- **WHAT YOU WILL DO**
Display each line of the records below that contains the string "window", treating uppercase and lowercase as different.

* Start MATERIAL TO PROCESS *

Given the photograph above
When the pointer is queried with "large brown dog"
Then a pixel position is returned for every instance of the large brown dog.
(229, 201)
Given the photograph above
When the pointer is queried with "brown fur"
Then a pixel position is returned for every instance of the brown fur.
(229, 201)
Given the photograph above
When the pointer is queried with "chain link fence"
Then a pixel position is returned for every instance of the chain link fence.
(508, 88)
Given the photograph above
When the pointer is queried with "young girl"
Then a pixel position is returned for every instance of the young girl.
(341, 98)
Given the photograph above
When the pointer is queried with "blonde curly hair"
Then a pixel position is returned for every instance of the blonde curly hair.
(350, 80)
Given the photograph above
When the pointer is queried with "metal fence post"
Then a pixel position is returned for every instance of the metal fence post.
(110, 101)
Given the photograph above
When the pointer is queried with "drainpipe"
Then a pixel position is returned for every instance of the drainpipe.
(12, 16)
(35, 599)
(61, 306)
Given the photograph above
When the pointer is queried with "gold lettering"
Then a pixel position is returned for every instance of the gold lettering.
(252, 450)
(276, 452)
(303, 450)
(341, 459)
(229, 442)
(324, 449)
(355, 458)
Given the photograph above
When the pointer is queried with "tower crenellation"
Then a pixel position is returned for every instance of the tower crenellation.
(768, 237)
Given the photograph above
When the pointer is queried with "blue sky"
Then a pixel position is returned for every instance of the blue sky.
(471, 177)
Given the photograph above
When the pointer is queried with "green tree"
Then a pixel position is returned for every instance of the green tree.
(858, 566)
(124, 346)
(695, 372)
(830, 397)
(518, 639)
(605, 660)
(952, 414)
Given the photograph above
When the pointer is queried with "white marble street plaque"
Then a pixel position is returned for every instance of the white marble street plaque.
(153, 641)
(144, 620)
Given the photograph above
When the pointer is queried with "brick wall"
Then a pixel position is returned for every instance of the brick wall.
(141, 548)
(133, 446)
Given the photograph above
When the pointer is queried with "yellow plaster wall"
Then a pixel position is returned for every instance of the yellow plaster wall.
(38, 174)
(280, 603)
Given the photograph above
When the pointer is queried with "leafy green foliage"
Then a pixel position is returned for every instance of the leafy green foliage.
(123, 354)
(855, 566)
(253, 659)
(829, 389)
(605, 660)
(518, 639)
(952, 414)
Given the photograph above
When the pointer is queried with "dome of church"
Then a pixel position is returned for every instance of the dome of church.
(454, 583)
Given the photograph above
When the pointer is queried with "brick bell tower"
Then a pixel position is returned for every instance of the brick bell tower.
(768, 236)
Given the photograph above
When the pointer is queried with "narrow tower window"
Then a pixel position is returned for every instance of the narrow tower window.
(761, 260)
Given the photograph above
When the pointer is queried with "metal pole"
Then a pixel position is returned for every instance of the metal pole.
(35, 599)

* End MATERIAL TO PROCESS *

- **RESULT OF THIS TASK**
When the pointer is queried with "narrow tower window"
Then a pixel position is returned for every instance of the narrow tower window.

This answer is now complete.